Image-grounded pointing data
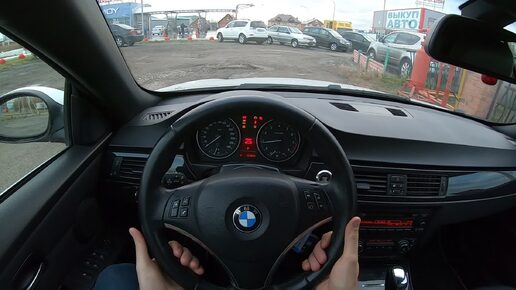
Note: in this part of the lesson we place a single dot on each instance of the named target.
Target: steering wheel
(248, 217)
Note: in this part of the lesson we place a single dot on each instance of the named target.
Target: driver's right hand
(344, 273)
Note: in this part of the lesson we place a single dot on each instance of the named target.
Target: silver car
(289, 35)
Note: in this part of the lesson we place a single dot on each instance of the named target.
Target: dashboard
(415, 168)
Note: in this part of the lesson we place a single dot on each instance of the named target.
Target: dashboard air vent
(397, 112)
(130, 168)
(425, 185)
(374, 183)
(157, 116)
(345, 107)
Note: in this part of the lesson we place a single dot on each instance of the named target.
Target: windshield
(201, 45)
(295, 30)
(335, 33)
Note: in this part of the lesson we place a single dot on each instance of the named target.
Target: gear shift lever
(397, 279)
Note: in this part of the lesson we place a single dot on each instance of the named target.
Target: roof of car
(411, 32)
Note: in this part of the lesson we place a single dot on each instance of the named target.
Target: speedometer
(219, 139)
(278, 141)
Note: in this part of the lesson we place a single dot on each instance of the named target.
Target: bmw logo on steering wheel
(247, 218)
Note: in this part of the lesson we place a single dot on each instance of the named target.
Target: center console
(391, 233)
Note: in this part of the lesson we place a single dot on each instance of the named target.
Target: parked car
(158, 30)
(244, 31)
(358, 40)
(125, 34)
(402, 46)
(329, 38)
(290, 35)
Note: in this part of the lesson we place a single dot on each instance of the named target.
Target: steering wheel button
(174, 211)
(322, 206)
(185, 201)
(309, 197)
(183, 212)
(310, 205)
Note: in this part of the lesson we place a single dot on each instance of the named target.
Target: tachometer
(278, 141)
(219, 139)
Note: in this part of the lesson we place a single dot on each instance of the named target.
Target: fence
(366, 63)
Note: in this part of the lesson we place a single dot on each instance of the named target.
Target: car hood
(299, 35)
(220, 83)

§ **WHAT YOU SHOULD DO**
Find the line that contains "Target: steering wheel button". Repeat it and every line after it, exactly as written, up to and including the last line of the records above.

§ **ANSWER TO THE EXERCISE**
Target: steering wheel button
(174, 211)
(322, 206)
(185, 201)
(309, 197)
(183, 212)
(310, 205)
Note: in this part of the lesson we place a single dot on each instance of the named target.
Target: tachometer
(278, 141)
(219, 139)
Note: in this part of the lesson we place a single dot on each instance of the named target.
Target: fence
(366, 63)
Note: in this part of the lesson we place a single dot on each instance of the named target.
Target: car hood
(299, 35)
(220, 83)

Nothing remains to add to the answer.